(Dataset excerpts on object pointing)
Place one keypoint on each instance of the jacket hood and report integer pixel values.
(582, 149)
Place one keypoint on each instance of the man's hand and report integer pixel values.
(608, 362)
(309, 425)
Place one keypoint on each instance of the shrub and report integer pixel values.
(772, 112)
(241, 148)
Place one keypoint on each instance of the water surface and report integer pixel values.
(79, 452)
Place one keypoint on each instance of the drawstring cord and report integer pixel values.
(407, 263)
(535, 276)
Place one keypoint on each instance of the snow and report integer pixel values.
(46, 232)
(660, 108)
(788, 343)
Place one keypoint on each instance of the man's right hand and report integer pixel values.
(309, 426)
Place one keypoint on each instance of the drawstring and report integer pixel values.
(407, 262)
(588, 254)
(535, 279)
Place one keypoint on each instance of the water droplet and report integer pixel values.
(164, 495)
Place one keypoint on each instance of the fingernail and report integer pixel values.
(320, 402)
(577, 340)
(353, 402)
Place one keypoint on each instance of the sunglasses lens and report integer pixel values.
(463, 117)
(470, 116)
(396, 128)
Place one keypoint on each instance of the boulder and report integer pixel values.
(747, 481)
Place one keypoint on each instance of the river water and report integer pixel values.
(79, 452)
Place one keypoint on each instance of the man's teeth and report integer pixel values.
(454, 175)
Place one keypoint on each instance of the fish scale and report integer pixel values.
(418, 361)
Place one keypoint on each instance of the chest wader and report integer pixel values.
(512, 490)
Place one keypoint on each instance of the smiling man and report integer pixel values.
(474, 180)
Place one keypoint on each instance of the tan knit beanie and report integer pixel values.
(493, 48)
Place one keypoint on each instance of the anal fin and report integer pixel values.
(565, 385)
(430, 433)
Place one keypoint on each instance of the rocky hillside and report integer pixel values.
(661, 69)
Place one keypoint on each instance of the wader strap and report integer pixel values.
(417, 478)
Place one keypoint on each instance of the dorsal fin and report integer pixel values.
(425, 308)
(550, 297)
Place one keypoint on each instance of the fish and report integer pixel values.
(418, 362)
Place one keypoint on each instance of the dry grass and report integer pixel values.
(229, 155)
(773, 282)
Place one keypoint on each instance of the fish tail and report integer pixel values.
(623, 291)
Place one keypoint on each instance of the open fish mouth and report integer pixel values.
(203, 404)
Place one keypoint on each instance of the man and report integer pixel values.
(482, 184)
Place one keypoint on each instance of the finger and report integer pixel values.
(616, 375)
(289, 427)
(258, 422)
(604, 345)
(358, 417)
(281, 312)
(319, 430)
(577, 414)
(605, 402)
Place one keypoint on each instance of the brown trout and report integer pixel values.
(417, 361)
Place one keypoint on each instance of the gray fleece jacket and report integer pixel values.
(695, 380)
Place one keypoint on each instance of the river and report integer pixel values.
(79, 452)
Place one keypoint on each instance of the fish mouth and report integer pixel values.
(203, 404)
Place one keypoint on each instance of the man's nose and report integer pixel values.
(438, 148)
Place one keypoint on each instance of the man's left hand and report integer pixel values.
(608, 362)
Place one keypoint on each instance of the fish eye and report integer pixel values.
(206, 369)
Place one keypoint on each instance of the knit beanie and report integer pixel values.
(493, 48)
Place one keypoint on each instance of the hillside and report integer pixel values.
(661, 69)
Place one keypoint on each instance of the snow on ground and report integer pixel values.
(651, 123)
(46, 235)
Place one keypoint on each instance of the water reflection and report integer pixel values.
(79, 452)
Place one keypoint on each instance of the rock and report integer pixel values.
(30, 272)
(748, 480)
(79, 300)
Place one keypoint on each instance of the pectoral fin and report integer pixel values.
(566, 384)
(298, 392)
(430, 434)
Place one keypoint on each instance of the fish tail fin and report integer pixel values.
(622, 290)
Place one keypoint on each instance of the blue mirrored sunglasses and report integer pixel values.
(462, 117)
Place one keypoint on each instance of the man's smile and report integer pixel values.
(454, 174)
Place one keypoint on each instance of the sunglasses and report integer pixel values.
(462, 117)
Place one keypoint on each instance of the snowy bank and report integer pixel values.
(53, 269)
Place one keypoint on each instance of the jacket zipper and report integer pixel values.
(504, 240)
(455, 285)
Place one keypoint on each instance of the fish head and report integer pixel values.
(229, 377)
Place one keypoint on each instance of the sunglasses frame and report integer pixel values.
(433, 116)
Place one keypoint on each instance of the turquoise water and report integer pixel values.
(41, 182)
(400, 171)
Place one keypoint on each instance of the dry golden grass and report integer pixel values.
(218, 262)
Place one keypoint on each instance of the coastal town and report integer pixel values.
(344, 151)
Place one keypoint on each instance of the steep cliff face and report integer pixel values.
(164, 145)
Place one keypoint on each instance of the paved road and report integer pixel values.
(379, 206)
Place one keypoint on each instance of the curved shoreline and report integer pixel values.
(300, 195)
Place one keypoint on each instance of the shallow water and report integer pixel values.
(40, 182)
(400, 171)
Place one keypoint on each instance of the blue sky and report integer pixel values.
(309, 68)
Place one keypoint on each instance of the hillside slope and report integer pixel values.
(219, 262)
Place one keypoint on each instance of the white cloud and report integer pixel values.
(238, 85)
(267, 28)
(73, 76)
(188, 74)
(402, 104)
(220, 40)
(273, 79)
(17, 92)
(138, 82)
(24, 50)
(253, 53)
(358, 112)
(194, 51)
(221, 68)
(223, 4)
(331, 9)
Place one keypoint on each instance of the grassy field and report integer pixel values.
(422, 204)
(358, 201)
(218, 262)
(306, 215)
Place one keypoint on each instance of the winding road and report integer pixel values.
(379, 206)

TASK DETAILS :: Exactly reproduce all of the entries above.

ANSWER ::
Place one keypoint on each instance of the jacket hood and report integer pixel values.
(582, 149)
Place one keypoint on each instance of the man's hand and report integer pixel values.
(608, 362)
(309, 425)
Place one keypoint on each instance of the shrub and report integer pixel values.
(772, 112)
(241, 148)
Place one keypoint on each instance of the water surface and report integer pixel values.
(79, 452)
Place one keypoint on each instance of the drawstring cord and report integer pixel values.
(407, 263)
(535, 276)
Place one keypoint on each instance of the snow and report integer pixel values.
(46, 232)
(660, 108)
(788, 343)
Place one keypoint on each instance of the man's right hand and report integer pixel values.
(309, 426)
Place one keypoint on each instance of the drawstring and report integer pixel values.
(407, 262)
(588, 254)
(535, 279)
Place one keypoint on each instance of the water droplet and report integer pixel values.
(164, 495)
Place one keypoint on each instance of the fingernail and report integer pixel values.
(320, 402)
(577, 340)
(353, 402)
Place one keypoint on each instance of the sunglasses lens and report integer pixel values.
(463, 117)
(470, 116)
(396, 128)
Place one keypoint on each instance of the boulder and report integer pixel values.
(747, 481)
Place one keypoint on each instance of the river water and report integer pixel values.
(79, 452)
Place one keypoint on each instance of the man's teeth and report integer pixel values.
(454, 175)
Place one keypoint on each instance of the fish scale and report integer pixel values.
(418, 361)
Place one keypoint on each instance of the chest wader and report integer pixel values.
(512, 490)
Place one keypoint on each instance of the smiling man and report integer pixel values.
(474, 180)
Place one keypoint on each instance of the tan knit beanie and report integer pixel values.
(493, 48)
Place one keypoint on each instance of the anal fin and report integer pixel values.
(565, 385)
(430, 433)
Place one keypoint on each instance of the rocky hillside and report integer pixel values.
(661, 69)
Place one keypoint on each instance of the wader strap and report integer pixel values.
(417, 478)
Place one keypoint on each instance of the dorsal fin and report integer pixel values.
(425, 308)
(550, 297)
Place one keypoint on each instance of the fish and report integer pixel values.
(418, 362)
Place one keypoint on each instance of the dry grass and report integer pixel values.
(229, 155)
(773, 282)
Place one keypoint on each instance of the fish tail and report integer pixel values.
(623, 291)
Place one keypoint on each instance of the open fish mouth and report integer pixel values.
(203, 404)
Place one keypoint on each instance of the man and report integer pixel values.
(482, 184)
Place one keypoint on each instance of the finger and report integer pixel values.
(616, 375)
(289, 427)
(258, 422)
(604, 345)
(358, 417)
(281, 312)
(319, 430)
(577, 414)
(605, 402)
Place one keypoint on each instance of the brown trout and report integer pixel values.
(417, 361)
Place one keypoint on each instance of the gray fleece jacket and report integer pixel values.
(695, 380)
Place one keypoint on each instance of the river and report integer pixel values.
(79, 452)
Place one keypoint on each instance of the fish mouth and report integer pixel values.
(203, 404)
Place one keypoint on each instance of the man's nose and report integer pixel values.
(438, 148)
Place one keypoint on each instance of the man's left hand and report integer pixel values.
(608, 362)
Place one keypoint on each instance of the fish eye and report integer pixel values.
(206, 369)
Place one keypoint on each instance of the knit beanie and report integer pixel values.
(493, 48)
Place one keypoint on each instance of the hillside and report integer pixel values.
(661, 69)
Place one keypoint on each instance of the snow on ground and report integer pixel values.
(651, 123)
(46, 235)
Place one keypoint on each instance of the water reflection and report integer pixel values.
(79, 452)
Place one keypoint on each instance of the rock and report integer pixel values.
(30, 272)
(748, 480)
(79, 300)
Place one keypoint on each instance of the pectoral fin and report integer pixel values.
(566, 384)
(298, 392)
(430, 434)
Place one keypoint on each instance of the fish tail fin and report integer pixel values.
(622, 290)
Place one keypoint on each instance of the blue mirrored sunglasses and report integer pixel values.
(462, 117)
Place one keypoint on each instance of the man's smile and report integer pixel values.
(454, 174)
Place one keypoint on each instance of the sunglasses and report integer pixel values.
(462, 117)
Place one keypoint on each instance of the snowy bank and report integer pixel values.
(53, 269)
Place one keypoint on each instance of the jacket zipper and report integer pixel values.
(504, 240)
(455, 285)
Place one keypoint on each instance of the fish head and report integer pixel values.
(229, 377)
Place one keypoint on each instance of the sunglasses frame and report integer pixel values.
(433, 116)
Place one keypoint on each instance of the turquoise water and report integer pixel values.
(41, 182)
(400, 171)
Place one keypoint on each instance of the dry golden grass and report integer pixel values.
(218, 262)
Place one keypoint on each instance of the coastal town and report integer pixel values.
(344, 151)
Place one keypoint on each instance of the steep cliff face and report integer pixel values.
(164, 145)
Place one keypoint on each instance of the paved road and report integer pixel values.
(379, 206)
Place one keypoint on each instance of the curved shoreline and report integer pixel values.
(300, 195)
Place one keypoint on each instance of the shallow water and report integer pixel values.
(40, 182)
(400, 171)
Place one keypoint on each instance of the blue sky and report integer pixel values.
(309, 68)
Place one keypoint on each instance of the hillside slope and report integer pixel values.
(219, 262)
Place one keypoint on each instance of the white cloud and report integer pixel values.
(238, 85)
(267, 28)
(73, 76)
(188, 74)
(402, 104)
(220, 40)
(273, 79)
(17, 92)
(138, 82)
(24, 50)
(253, 53)
(358, 112)
(194, 51)
(221, 68)
(223, 4)
(331, 9)
Place one keypoint on each instance of the grassy field and report integer pixel values.
(422, 204)
(358, 201)
(218, 262)
(306, 215)
Place one keypoint on each instance of the winding road and report integer pixel values.
(379, 206)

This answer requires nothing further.